Dataset excerpts Start Marker

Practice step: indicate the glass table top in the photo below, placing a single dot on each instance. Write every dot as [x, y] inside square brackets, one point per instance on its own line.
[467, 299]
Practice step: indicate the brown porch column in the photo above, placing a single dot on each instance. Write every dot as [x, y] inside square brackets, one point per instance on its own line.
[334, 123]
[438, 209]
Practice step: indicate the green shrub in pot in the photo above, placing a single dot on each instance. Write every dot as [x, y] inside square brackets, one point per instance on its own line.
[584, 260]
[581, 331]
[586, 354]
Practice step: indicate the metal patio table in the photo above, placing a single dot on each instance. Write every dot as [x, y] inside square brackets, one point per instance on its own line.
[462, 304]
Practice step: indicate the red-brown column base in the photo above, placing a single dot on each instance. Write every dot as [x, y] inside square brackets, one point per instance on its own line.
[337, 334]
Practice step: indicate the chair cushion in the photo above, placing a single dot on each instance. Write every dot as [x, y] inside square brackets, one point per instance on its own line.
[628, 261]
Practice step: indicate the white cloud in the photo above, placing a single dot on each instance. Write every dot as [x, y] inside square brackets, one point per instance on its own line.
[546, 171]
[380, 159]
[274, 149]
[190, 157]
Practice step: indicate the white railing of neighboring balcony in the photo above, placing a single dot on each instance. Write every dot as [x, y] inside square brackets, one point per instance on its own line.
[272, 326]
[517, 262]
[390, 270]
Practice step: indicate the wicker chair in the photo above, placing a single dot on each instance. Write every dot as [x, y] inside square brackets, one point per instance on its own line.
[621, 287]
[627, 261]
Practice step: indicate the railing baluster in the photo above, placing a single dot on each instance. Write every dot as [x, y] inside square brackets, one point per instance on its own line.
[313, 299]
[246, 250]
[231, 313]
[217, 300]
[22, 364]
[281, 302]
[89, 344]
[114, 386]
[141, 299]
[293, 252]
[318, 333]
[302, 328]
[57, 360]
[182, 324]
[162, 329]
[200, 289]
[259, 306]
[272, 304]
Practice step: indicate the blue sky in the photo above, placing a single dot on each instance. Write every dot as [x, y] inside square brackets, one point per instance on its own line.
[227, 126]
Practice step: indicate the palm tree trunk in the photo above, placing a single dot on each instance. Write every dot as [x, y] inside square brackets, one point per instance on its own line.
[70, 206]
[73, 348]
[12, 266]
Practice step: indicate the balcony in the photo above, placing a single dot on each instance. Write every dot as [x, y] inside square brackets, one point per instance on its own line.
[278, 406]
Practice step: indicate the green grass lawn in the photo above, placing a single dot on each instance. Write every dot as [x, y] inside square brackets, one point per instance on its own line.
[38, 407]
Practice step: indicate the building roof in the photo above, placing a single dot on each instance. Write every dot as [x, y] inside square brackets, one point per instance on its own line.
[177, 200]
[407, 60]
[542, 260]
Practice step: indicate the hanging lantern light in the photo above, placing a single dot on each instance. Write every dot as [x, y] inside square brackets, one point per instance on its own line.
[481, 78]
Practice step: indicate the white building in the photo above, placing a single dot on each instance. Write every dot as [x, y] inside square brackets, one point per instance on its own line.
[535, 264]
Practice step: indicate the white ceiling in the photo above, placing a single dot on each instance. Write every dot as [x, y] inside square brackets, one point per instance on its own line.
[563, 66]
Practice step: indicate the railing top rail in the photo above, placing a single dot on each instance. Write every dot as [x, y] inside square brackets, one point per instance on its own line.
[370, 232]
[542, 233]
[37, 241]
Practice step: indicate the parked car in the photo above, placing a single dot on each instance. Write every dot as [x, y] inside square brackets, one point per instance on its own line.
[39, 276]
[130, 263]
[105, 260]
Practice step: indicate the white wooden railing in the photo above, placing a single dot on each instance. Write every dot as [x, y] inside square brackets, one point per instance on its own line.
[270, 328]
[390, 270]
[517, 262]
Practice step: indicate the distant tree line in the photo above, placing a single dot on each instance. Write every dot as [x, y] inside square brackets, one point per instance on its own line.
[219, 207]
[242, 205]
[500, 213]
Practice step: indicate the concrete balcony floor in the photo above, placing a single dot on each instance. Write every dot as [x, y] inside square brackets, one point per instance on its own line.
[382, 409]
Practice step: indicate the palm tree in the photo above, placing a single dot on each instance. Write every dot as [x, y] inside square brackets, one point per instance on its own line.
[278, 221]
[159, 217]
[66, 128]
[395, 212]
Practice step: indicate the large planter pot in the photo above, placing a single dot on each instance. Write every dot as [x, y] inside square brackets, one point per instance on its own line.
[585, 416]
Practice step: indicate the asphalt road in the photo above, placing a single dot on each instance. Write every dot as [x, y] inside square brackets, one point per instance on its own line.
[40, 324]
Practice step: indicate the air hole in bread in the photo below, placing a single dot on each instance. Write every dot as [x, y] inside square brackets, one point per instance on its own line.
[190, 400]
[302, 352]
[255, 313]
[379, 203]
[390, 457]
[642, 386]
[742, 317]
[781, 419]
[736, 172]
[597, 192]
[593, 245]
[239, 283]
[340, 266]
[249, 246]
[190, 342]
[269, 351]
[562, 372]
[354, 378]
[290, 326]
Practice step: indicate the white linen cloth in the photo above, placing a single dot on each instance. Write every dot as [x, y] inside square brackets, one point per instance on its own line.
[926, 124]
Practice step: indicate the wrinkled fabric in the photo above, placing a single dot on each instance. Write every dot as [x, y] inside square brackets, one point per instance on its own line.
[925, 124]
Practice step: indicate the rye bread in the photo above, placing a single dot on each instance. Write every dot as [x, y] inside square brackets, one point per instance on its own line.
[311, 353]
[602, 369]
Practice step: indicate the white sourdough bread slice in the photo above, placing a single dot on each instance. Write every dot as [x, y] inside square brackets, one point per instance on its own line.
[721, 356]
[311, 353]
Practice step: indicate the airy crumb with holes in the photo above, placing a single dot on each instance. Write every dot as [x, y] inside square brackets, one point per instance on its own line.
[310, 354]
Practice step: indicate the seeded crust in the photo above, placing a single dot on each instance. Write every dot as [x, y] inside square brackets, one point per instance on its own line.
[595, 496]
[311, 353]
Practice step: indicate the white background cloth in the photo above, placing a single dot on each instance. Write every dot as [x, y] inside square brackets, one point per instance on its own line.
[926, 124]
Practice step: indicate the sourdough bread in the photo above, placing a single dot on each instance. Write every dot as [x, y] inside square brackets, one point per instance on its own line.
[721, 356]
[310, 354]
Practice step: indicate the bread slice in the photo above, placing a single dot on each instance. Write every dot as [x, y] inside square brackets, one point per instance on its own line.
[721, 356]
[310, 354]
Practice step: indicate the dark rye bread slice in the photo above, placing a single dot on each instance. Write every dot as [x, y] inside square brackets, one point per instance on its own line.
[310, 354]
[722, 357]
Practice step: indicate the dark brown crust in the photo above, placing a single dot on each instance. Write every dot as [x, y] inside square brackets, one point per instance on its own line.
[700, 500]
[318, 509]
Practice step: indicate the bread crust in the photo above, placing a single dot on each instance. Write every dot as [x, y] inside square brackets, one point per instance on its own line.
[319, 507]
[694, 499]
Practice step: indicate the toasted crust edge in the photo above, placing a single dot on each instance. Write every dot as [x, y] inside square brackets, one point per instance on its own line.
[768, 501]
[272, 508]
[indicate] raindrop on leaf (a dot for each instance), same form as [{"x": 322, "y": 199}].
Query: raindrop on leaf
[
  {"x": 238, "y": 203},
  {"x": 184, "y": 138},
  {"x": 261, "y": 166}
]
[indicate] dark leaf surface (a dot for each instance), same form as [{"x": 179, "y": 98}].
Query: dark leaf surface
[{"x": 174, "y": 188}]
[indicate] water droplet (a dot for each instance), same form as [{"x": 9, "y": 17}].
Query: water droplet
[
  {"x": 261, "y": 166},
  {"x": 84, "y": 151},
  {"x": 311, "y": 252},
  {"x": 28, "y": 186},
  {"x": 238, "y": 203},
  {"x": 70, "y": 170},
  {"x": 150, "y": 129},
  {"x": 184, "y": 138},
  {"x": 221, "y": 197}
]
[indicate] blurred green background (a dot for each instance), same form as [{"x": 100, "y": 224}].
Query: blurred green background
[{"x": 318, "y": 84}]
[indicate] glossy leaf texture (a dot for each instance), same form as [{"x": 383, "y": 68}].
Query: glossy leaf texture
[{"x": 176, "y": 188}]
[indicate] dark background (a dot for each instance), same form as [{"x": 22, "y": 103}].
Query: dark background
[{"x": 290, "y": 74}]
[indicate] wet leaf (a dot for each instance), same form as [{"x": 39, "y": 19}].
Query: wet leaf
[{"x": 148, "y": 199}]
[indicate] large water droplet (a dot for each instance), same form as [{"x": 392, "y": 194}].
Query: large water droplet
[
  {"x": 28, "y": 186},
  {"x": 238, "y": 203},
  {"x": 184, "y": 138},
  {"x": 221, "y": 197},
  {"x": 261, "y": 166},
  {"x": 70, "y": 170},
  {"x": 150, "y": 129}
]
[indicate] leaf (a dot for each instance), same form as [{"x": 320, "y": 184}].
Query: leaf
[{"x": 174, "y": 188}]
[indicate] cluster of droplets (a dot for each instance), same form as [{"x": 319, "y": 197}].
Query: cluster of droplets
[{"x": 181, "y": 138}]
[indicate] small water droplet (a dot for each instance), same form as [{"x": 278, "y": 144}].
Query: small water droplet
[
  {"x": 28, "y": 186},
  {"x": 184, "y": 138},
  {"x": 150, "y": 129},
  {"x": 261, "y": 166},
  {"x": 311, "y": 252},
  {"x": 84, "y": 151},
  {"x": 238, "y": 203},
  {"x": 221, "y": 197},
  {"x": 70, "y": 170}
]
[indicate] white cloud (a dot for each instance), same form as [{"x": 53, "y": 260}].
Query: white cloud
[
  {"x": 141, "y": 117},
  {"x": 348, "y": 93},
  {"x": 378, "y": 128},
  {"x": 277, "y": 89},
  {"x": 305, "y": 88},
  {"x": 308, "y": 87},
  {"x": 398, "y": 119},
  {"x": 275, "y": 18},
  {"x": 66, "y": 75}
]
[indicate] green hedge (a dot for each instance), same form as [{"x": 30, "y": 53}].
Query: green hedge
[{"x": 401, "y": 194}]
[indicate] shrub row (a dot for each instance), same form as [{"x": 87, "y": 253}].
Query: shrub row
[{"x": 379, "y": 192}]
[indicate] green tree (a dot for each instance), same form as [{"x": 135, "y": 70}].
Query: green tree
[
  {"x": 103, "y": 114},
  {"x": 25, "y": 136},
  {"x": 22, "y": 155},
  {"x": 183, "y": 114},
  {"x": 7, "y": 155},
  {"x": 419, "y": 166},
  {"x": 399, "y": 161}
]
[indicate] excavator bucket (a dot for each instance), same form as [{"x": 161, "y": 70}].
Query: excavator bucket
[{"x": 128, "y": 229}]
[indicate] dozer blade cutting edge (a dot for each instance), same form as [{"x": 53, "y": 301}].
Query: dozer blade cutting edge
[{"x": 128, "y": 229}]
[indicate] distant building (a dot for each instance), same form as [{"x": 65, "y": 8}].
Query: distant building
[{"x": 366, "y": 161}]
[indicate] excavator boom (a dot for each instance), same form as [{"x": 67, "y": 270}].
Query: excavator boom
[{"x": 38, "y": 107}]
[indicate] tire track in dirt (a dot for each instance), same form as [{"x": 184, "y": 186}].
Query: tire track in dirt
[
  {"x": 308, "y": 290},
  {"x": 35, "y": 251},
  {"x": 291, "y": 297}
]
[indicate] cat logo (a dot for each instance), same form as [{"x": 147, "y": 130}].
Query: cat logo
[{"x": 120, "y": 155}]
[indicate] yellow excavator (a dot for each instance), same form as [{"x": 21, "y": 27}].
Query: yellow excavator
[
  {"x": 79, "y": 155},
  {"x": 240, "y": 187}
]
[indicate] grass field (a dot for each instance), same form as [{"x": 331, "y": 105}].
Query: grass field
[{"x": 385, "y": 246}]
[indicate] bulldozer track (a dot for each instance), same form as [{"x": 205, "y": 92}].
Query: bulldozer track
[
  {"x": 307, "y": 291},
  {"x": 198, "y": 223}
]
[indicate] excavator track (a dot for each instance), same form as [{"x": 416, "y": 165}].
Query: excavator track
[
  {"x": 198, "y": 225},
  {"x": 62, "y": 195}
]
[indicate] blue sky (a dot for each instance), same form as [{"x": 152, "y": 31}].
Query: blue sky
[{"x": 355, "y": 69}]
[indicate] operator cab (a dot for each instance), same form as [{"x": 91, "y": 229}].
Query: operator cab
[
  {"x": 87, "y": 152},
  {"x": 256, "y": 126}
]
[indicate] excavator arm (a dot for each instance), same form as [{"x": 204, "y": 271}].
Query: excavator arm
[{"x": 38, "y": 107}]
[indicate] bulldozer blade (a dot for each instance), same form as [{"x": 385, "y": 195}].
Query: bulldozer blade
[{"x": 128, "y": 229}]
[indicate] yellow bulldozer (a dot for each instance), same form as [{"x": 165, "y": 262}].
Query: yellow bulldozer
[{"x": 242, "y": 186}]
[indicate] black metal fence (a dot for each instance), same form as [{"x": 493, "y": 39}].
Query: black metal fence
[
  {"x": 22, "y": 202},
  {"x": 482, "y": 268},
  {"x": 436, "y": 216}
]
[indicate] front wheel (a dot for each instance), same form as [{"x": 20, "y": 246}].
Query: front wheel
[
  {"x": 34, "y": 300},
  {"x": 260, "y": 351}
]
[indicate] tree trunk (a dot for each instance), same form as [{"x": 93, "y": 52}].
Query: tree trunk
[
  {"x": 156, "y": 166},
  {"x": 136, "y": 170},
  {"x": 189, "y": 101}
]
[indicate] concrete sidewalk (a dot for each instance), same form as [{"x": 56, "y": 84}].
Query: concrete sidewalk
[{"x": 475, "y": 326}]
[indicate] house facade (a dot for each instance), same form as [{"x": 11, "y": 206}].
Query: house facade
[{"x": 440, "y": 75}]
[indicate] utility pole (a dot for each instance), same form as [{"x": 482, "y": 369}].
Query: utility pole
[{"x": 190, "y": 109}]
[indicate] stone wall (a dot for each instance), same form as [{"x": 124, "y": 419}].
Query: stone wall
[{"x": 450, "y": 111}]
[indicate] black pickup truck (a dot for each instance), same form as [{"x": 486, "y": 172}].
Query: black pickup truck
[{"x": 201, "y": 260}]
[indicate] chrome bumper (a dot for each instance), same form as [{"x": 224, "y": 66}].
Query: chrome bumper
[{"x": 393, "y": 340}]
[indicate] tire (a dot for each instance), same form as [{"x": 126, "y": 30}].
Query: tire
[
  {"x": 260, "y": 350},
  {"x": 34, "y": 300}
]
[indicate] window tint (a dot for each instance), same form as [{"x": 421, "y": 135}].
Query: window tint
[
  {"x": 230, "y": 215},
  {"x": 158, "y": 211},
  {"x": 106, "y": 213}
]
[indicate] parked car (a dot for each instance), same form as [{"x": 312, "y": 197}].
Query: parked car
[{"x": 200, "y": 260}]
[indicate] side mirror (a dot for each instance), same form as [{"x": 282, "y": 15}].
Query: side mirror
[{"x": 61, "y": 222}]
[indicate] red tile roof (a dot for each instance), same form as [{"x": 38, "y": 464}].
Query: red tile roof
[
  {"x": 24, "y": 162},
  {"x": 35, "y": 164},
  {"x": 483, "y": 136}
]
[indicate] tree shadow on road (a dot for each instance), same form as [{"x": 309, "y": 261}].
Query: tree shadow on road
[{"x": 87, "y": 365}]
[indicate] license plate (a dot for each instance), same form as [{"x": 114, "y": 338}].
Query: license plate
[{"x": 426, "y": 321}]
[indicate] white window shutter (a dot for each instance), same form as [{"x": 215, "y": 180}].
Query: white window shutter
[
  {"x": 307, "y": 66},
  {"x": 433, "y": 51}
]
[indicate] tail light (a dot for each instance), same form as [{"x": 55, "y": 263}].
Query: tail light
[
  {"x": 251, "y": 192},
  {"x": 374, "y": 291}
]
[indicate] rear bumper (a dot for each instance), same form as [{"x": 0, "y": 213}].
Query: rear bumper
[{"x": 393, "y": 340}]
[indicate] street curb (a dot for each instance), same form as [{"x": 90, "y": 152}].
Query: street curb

Dataset excerpts End Marker

◆ Assignment ◆
Give back the line containing "[indicate] tail light" and all the lines after it through the end of the records, unchanged.

◆ Written reply ◆
[indicate] tail light (a dot for each instance), same form as [{"x": 55, "y": 263}].
Query: tail light
[
  {"x": 251, "y": 192},
  {"x": 374, "y": 291}
]
[indicate] rear bumper (a dot for each instance), same form as [{"x": 0, "y": 213}].
Query: rear bumper
[{"x": 393, "y": 340}]
[indicate] street curb (a dot for each instance), same form as [{"x": 90, "y": 152}].
Query: street curb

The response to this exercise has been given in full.